[Image location labeling entries]
☆ ☆ ☆ ☆

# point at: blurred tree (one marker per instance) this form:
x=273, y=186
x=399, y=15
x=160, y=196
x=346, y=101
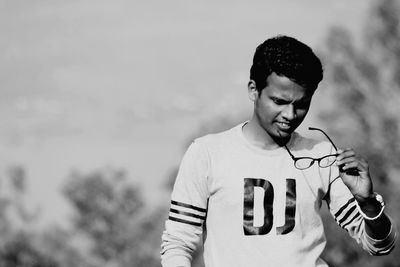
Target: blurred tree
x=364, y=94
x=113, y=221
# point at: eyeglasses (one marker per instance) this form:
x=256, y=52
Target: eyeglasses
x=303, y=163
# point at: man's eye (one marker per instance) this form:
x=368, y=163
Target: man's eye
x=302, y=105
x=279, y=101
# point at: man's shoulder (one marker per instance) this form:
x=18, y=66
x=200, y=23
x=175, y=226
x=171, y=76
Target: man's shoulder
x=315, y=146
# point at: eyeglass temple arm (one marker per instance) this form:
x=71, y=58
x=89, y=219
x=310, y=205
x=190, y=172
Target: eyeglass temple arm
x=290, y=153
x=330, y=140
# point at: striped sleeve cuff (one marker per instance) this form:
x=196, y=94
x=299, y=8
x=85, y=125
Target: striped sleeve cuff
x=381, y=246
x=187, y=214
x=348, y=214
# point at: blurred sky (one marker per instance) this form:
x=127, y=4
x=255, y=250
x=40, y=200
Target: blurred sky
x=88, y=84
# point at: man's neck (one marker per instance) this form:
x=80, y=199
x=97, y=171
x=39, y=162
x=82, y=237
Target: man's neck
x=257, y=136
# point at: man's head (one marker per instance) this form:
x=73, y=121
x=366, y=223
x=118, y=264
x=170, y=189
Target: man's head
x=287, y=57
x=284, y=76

☆ ☆ ☆ ☆

| GOAL |
Recast the lines above as a JSON list of strings, one string per line and with blank lines left out. Begin at the line that contains "# point at: blurred sky" and continue through the last of the lines.

| RESULT FOR THIS EXERCISE |
[
  "# point at: blurred sky (one marker per instance) this form:",
  "x=127, y=4",
  "x=255, y=250",
  "x=40, y=200",
  "Target: blurred sky",
  "x=88, y=84",
  "# point at: man's neck (one marker per instance) this form:",
  "x=80, y=199",
  "x=97, y=171",
  "x=39, y=162",
  "x=82, y=237",
  "Target: man's neck",
  "x=257, y=136",
  "# point at: man's head (one marker per instance) this form:",
  "x=73, y=121",
  "x=366, y=223",
  "x=118, y=264",
  "x=170, y=189",
  "Target: man's head",
  "x=287, y=57",
  "x=284, y=76"
]